题目说明 |
请缩放下列全部记录：逐行重写所有内容，查询部分也要保留，并把结果中每个边界框坐标乘以1.15后取整，遇到.5一律进位。输出时不要包含图片。

源数据 |
--- --- ---
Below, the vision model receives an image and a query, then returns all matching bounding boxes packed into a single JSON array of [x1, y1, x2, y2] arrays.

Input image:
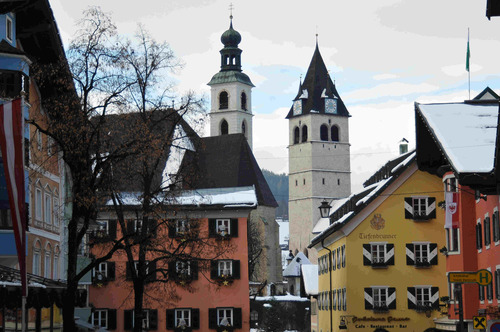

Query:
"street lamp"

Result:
[[319, 199, 332, 218]]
--- --- ---
本题解答 |
Below, the vision model receives an image and a query, then returns all matching bounding boxes packed into a single JSON array of [x1, y1, x2, y2] arrays.

Input image:

Query:
"street lamp"

Result:
[[367, 229, 382, 251]]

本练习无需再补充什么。